# Assigned task A
From the "My story" text, copy everything from "My story by" down to "stories every day.".
# Assigned task B
Answer these questions using the "My story" text:
(i) In what year did the writer decide it was time to finish a novel?
(ii) To how many agents did the writer send a synopsis and the first few chapters?
(iii) What subject did the writer teach, and in what kind of school?

# Extracted text
My story by Emma Robinson
The USA Today bestselling women’s fiction author Emma Robinson shares how she turned her childhood dream of being a writer into reality.
Like most authors, I’ve wanted to be a writer since I first learned to read books to myself. I do recall a distinct moment – I would probably have been around nine or ten – when I finished a school library book, sitting on the reading rug in my classroom, and closed it to find a photograph of the author on the back. For the first time, I really understood that the books I loved had been written by a real person. Being an author was an actual job. Maybe it could be my job? From that moment, I dreamed of being an author myself; someone who got to write stories every day.
In a box in the loft, my mother has copies of the many ‘books’ I wrote as a child. In my teens and twenties, I continued to put pen to paper – short stories, poems, the first three or four chapters of a novel that would founder and be left in a drawer – but it wasn’t until 2013, the year I turned forty, that I decided it was time to put up or shut up. If I was ever going to write a novel, I had to sit down and finish it rather than just keep talking about doing it ‘one day’.
With a lively three-year-old son, an insomniac one-year-old daughter and a job teaching English in a secondary school, it wasn’t easy to find the time to write. But I was determined. Late at night, once the children were asleep, and sometimes at the weekends when my husband was home, I would find pockets of time to write. A month before my fortieth birthday, I got there. A very rough first draft of a book about five mothers on maternity leave that I was calling Things We Had in Common.
Though I was proud to have written a whole novel, I had absolutely no clue what to do with it next. I read lots of advice online, bought a copy of the Writers’ and Artists’ Yearbook for 2013 and sent out a synopsis and the first few chapters to six agents. One of them got back to me almost immediately and asked to see a full copy of my manuscript. For the next three weeks, I was floating on air. I thought I’d made it.
When the reply came, it was a pass. Although the agent liked the premise and my writing, the novel itself needed too much work for her to offer to represent me. I came back down to earth with a big bump. Then I read her email again. Alongside the ‘no’, she’d given me some detailed advice about what the novel needed and she’d been really encouraging about trying again.

Records from a dataset:
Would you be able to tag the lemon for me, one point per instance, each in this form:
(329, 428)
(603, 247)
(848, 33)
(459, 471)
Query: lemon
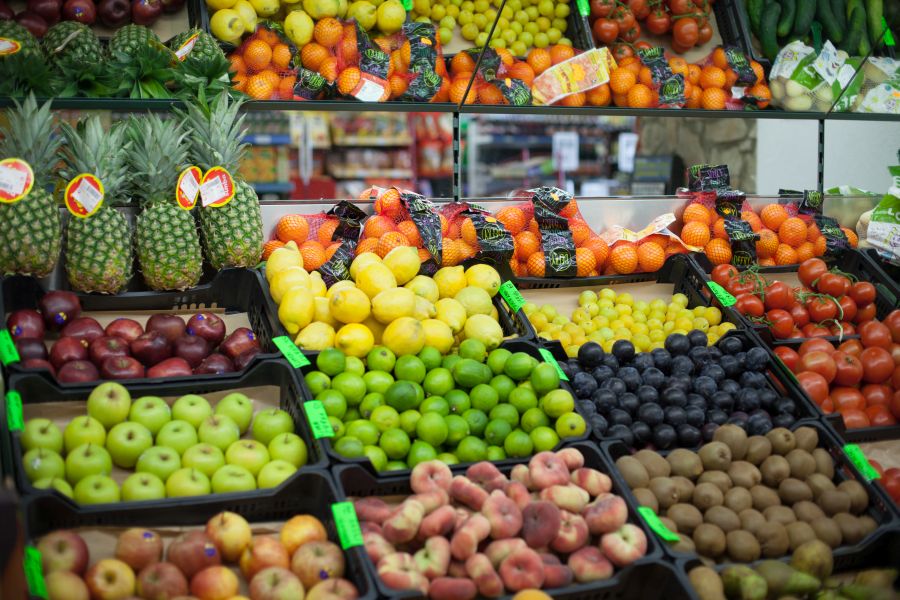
(485, 329)
(349, 305)
(354, 339)
(297, 309)
(374, 279)
(475, 300)
(452, 313)
(485, 277)
(390, 305)
(450, 280)
(404, 336)
(425, 287)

# Problem solution A
My story by Emma Robinson
The USA Today bestselling women’s fiction author Emma Robinson shares how she turned her childhood dream of being a writer into reality.
Like most authors, I’ve wanted to be a writer since I first learned to read books to myself. I do recall a distinct moment – I would probably have been around nine or ten – when I finished a school library book, sitting on the reading rug in my classroom, and closed it to find a photograph of the author on the back. For the first time, I really understood that the books I loved had been written by a real person. Being an author was an actual job. Maybe it could be my job? From that moment, I dreamed of being an author myself; someone who got to write stories every day.

# Problem solution B
(i) 2013
(ii) Six
(iii) English, in a secondary school